Te doen: Hervat de tekst over Pier Paolo Pasolini na de laatste zin en schrijf hem verder.

Tekstfragment:
....
Vandaag zou Pier Paolo Pasolini 100 jaar zijn geworden. Pasolini, ook bekend onder zijn initialen PPP, was een Italiaans filmregisseur, dichter, schrijver en marxist, geboren op 5 maart 1922 in Bologna en overleden op 2 november 1975. Maar wie was deze man die de mensen blijft begeesteren?
Enkele jaren gelden droeg de Amerikaanse rockster Patti Smith haar jubileumconcert in de Villa Manin in Udine op aan Pier Paolo Pasolini, voor wie ze een blijvende bewondering bleef koesteren na het zien van ‘Il Vangelo secondo Matteo’. Hoe komt het dat the godmother of punk nog zo onder de indruk is van zijn werk? Waarom duiken in Trastevere beklijvende muurschilderingen op die Pasolini voorstellen met zijn eigen dode lichaam in de armen? En waarom pakte het internationaal gerenommeerde festival ‘Il Cantiere internazionale d’Arte’ van Montepulciano uit met een opera gebaseerd op de personages van Pasolini’s poëzie? Blijkbaar blijven meer dan 40 jaar na zijn gewelddadige dood zijn kritiek op de consumptiemaatschappij en de Italiaanse politiek én zijn persoonlijke zoektocht naar onbedorven beschavingsvormen inspireren.
....
Een gegevensblok

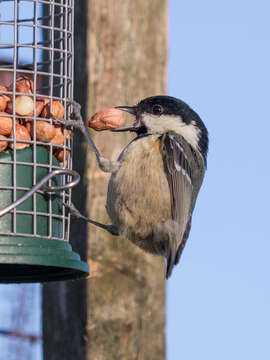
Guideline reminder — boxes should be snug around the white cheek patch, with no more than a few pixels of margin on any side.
[142,114,201,150]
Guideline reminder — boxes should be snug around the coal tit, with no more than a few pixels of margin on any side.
[66,96,208,279]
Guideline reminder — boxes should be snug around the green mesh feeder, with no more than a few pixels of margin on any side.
[0,0,89,283]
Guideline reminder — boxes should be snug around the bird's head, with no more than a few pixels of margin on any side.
[114,95,208,159]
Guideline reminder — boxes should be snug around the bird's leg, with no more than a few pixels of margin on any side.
[57,101,120,172]
[62,202,119,235]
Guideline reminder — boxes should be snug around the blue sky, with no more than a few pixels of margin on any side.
[0,0,270,360]
[167,0,270,360]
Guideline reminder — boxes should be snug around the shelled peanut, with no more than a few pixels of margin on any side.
[86,108,125,131]
[0,76,70,162]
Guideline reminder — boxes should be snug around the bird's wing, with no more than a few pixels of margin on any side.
[161,132,194,278]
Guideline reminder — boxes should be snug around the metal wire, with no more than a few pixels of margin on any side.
[0,169,80,217]
[0,0,74,241]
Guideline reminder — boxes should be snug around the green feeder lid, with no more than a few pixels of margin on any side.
[0,146,89,283]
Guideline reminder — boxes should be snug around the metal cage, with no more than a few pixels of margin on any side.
[0,0,89,282]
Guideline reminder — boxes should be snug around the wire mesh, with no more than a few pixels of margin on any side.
[0,0,73,241]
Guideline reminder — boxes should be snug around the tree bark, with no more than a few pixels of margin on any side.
[43,0,167,360]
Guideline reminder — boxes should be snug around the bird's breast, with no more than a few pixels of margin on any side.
[107,135,171,253]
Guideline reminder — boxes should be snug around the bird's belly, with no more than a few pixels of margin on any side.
[107,135,172,253]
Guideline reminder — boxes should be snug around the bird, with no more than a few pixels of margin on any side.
[66,95,208,279]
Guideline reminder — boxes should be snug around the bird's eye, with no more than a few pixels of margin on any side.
[152,105,163,115]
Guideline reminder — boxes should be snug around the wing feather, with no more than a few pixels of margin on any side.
[161,132,204,278]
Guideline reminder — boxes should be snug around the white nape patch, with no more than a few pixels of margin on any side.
[142,114,201,150]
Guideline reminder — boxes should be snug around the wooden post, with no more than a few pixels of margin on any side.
[43,0,167,360]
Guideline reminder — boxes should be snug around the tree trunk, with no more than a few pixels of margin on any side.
[43,0,167,360]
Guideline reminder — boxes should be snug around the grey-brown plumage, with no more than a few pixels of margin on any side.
[66,96,208,278]
[106,132,204,278]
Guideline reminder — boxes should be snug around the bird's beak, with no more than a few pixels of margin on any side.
[112,106,141,132]
[115,106,137,116]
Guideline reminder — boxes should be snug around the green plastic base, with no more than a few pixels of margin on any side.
[0,146,89,283]
[0,236,89,283]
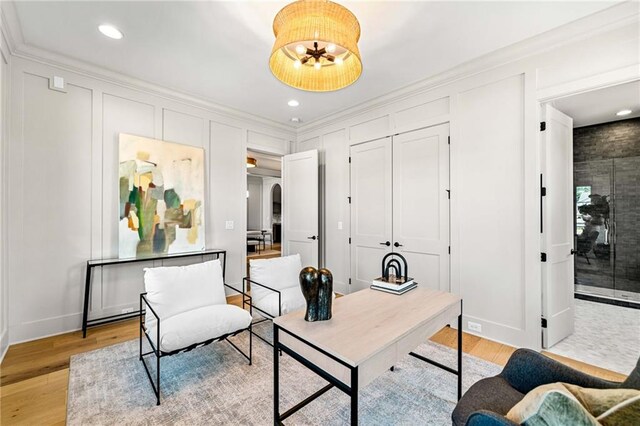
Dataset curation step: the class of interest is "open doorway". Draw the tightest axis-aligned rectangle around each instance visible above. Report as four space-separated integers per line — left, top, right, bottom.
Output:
246 150 282 271
541 81 640 374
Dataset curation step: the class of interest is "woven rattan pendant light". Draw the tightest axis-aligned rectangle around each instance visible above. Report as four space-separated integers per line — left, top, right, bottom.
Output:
269 0 362 92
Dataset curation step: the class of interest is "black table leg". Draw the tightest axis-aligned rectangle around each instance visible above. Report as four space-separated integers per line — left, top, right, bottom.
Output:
82 264 93 339
273 324 280 425
458 300 462 401
351 367 358 426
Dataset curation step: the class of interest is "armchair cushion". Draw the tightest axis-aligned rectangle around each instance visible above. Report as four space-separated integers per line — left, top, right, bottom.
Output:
144 259 227 320
249 254 302 302
252 285 307 317
451 376 524 426
148 304 251 352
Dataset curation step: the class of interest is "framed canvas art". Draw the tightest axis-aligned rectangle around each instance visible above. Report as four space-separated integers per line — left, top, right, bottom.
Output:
118 133 205 258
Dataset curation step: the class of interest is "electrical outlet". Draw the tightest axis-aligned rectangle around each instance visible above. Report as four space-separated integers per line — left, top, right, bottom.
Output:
467 321 482 333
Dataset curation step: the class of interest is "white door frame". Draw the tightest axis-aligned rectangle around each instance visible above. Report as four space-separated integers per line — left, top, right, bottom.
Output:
536 77 640 347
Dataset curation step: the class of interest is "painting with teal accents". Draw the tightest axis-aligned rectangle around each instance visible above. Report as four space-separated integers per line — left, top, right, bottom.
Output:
118 134 205 258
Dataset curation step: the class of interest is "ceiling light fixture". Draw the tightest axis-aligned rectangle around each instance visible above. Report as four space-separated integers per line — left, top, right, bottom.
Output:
269 0 362 92
98 24 124 40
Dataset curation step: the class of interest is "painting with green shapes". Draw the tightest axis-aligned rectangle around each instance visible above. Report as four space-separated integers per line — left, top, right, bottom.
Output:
118 133 205 258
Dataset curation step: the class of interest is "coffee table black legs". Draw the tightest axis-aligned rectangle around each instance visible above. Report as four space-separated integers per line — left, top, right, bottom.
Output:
409 300 462 401
82 263 92 339
351 367 358 426
273 324 358 426
273 327 282 425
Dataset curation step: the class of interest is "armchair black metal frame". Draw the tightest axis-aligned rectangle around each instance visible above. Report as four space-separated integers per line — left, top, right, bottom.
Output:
140 284 253 405
242 277 282 346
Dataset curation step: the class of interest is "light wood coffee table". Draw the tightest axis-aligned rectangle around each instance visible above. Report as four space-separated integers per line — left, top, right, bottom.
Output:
273 287 462 425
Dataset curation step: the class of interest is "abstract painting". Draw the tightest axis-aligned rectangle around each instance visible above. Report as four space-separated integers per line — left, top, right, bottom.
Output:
118 133 205 258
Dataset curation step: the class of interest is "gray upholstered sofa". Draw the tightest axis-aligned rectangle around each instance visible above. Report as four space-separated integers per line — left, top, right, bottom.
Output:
451 349 640 426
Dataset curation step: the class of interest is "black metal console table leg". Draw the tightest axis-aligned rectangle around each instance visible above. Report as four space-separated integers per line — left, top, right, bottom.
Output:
458 301 462 401
273 325 282 426
82 263 93 339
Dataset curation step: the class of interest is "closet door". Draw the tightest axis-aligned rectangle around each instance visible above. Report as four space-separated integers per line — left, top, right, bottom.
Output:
349 137 392 293
392 124 449 291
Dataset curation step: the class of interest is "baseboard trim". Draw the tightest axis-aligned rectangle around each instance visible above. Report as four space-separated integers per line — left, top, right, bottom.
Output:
574 293 640 309
0 329 9 363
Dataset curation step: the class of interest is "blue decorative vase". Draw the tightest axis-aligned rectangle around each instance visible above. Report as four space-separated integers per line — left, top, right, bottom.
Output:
300 266 333 321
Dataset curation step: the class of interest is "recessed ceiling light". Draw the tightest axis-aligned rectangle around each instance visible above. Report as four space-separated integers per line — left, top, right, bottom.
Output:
98 24 124 40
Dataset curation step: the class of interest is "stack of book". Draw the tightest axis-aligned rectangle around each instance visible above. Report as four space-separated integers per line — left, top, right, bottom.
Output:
371 275 418 294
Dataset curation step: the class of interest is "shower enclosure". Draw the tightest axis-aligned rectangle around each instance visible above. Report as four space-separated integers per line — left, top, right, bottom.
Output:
574 157 640 302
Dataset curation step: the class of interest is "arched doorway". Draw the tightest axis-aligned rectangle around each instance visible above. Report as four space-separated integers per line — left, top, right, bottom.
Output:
271 183 282 244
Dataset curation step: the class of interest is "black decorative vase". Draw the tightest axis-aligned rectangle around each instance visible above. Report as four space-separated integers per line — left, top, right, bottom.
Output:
300 266 333 321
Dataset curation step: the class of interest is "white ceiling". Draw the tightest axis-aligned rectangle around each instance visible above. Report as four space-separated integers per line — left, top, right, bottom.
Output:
551 81 640 127
10 1 615 124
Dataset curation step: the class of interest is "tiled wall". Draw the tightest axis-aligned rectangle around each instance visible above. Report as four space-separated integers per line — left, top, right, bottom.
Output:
573 118 640 293
573 118 640 163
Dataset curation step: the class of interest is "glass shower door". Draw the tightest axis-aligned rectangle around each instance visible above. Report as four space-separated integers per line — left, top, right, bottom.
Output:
613 157 640 302
574 160 615 297
574 157 640 302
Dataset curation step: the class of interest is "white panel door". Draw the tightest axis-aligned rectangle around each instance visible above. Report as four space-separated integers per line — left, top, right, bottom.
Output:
282 149 320 267
349 137 393 293
541 105 574 348
393 123 449 291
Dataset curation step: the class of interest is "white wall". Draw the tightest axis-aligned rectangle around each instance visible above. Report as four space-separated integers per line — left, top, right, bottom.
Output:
0 15 11 362
296 4 640 349
0 56 295 343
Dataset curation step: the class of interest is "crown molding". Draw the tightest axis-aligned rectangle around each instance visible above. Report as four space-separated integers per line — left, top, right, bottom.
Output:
297 0 640 136
0 2 296 136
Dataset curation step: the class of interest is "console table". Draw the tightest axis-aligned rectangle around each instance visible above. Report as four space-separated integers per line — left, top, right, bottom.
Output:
82 249 227 338
273 286 462 425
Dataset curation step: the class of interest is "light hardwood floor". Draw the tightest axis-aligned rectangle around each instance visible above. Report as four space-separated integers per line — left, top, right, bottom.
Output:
0 297 624 425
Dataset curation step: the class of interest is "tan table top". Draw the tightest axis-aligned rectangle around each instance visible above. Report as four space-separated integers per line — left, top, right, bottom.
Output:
274 286 461 366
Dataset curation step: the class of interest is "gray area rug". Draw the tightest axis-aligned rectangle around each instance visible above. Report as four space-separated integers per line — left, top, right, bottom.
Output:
548 299 640 375
67 324 501 425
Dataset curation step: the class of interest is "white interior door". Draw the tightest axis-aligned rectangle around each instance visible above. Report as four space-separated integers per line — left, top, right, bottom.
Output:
282 149 320 268
541 105 575 348
393 123 449 291
349 137 393 293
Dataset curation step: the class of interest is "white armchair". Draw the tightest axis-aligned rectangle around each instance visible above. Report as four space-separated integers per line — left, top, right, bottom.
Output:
140 259 252 405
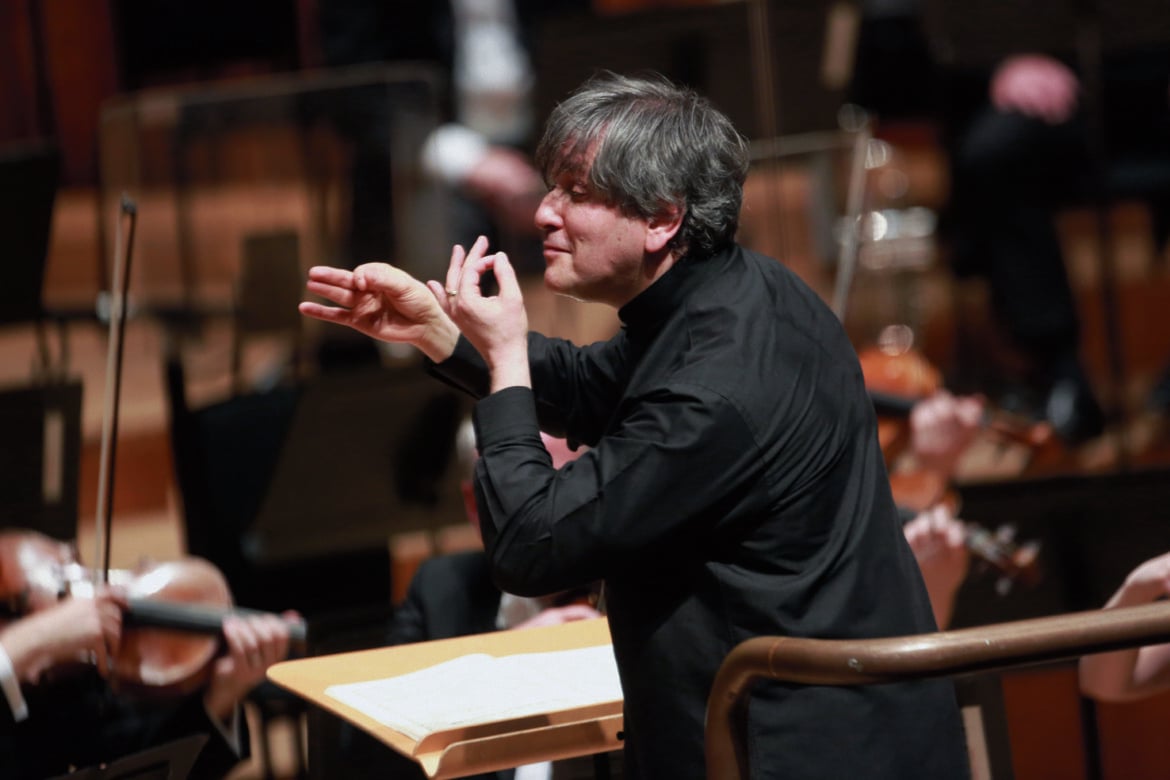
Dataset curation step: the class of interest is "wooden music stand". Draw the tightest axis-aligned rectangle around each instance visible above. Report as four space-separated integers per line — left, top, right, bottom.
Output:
268 617 622 780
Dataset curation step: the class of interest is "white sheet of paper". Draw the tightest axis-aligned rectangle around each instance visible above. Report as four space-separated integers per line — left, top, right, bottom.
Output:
325 644 621 741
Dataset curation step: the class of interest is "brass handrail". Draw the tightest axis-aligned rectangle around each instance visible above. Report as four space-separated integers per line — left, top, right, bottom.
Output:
706 602 1170 780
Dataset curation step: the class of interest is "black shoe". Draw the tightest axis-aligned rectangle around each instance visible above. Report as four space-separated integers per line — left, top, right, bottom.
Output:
1044 379 1104 446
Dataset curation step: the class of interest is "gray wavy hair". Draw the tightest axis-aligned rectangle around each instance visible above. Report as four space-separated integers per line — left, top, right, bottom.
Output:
536 71 749 256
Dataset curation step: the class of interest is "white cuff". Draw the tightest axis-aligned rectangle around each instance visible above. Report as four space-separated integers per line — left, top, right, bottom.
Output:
422 124 488 187
0 644 28 723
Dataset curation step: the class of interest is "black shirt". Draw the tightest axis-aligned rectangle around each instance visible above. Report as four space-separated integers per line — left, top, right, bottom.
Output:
433 247 966 780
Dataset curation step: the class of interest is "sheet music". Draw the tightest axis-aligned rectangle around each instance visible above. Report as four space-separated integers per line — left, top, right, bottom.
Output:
325 644 622 741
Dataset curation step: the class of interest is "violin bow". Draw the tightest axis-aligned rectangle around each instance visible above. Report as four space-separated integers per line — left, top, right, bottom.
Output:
94 194 138 582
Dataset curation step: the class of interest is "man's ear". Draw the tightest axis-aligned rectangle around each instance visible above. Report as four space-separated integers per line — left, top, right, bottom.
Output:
646 205 686 254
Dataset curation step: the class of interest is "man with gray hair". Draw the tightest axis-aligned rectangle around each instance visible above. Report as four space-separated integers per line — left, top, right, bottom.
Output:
301 74 968 780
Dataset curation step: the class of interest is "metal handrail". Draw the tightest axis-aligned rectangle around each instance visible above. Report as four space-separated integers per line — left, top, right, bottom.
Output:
706 601 1170 780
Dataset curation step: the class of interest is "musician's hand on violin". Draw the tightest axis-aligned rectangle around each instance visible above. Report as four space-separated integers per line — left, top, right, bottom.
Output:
204 612 298 722
1106 553 1170 607
910 391 985 477
300 263 459 363
902 504 971 628
0 587 126 683
515 603 601 628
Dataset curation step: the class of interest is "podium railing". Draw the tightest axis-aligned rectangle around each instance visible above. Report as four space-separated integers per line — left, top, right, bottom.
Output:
707 602 1170 780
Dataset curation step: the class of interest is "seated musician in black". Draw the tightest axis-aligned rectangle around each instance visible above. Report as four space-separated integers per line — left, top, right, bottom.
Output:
0 533 289 780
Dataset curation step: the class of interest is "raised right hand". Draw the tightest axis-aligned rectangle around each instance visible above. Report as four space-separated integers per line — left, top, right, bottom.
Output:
300 263 459 363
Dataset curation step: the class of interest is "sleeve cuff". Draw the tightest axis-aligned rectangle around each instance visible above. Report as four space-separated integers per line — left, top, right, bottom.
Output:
473 386 541 453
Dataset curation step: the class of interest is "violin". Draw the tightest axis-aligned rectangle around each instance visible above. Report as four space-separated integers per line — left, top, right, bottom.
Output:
858 325 1058 465
0 530 307 696
859 325 1052 593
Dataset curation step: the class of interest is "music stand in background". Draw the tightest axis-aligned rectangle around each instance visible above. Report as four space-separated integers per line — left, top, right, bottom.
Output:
0 380 82 539
50 734 207 780
0 143 64 374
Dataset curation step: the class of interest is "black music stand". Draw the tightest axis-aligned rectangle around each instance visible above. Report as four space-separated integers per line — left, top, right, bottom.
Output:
0 143 63 372
50 734 207 780
0 380 82 539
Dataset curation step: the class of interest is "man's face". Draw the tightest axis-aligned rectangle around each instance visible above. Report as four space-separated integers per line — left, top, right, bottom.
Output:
536 152 648 306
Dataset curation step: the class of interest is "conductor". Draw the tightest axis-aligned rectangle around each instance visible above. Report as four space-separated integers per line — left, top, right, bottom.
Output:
301 74 968 780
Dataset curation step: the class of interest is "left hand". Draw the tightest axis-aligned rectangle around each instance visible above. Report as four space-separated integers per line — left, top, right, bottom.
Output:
515 603 601 628
910 391 985 478
902 504 971 628
204 612 300 720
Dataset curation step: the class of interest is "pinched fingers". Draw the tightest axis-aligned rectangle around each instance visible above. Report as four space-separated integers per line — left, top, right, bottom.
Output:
443 235 488 298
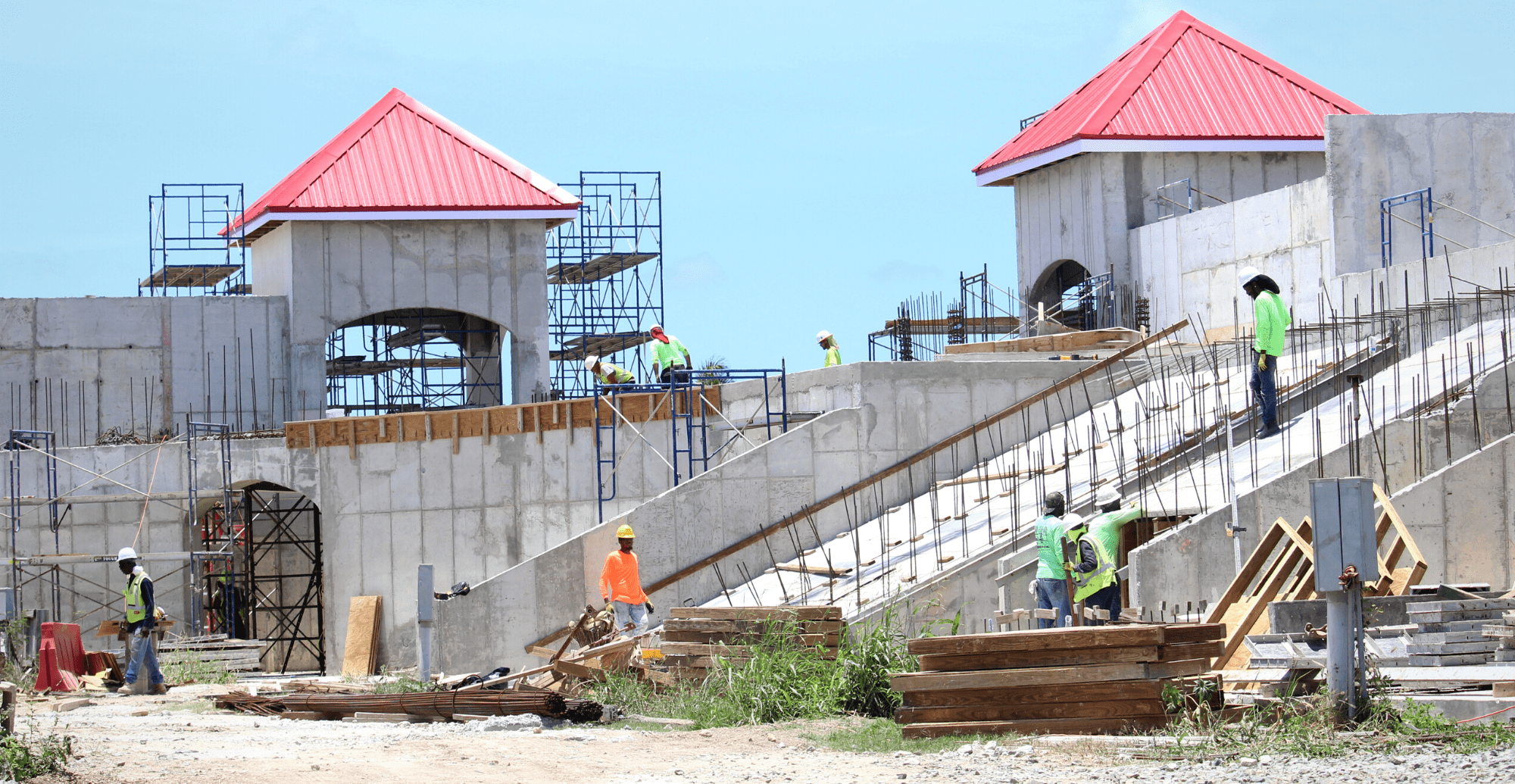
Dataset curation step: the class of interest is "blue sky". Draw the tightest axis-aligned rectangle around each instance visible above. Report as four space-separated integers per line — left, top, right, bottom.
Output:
0 0 1515 375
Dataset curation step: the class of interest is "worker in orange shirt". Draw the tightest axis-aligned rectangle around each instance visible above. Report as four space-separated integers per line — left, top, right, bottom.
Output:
600 525 653 636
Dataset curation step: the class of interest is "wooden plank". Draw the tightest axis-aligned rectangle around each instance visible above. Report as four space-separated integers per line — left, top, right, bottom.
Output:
904 681 1168 708
673 608 842 620
642 320 1189 596
662 628 842 648
1157 640 1226 661
889 663 1147 692
901 716 1168 739
342 596 382 675
1162 623 1226 645
894 699 1167 723
906 625 1164 657
920 645 1157 670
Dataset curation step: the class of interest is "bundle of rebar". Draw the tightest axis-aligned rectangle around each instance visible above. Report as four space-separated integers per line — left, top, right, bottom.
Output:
215 689 604 722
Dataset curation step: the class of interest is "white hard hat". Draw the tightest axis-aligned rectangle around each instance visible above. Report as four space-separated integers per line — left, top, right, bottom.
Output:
....
Antwoord hieronder:
De Kikker en de lastpost
In 2014 op het filmfestival van Venetië stelde regisseur Abel Ferrara de biopic ‘Pasolini’ voor, met Willem Dafoe in de hoofdrol. De figuur Pasolini, en dan vooral zijn tragische einde, heeft meer dan één geïnspireerd. Marco Tullio Giordana, bij ons vooral bekend dankzij zijn epos ‘La meglio gioventù’, regisseerde in de jaren ’90 ‘Pasolini: un delitto italiano’. In de eerste scènes maakt een politiewagen jacht op een grijze Alfa Romeo, die met hoge snelheid langs de kustweg van Ostia giert om half twee ’s nachts, bovendien in de verkeerde richting. Genoeg voor de agenten om de achtervolging in te zetten en de bestuurder, de minderjarige Pino Pelosi, aan te houden. De auto blijkt gestolen, op de papieren staan de gegevens van Pier Paolo Pasolini, op dat moment een bekende Italiaan. Pelosi wordt ingerekend en naar de jeugdgevangenis gebracht, de agenten gaan naar huis.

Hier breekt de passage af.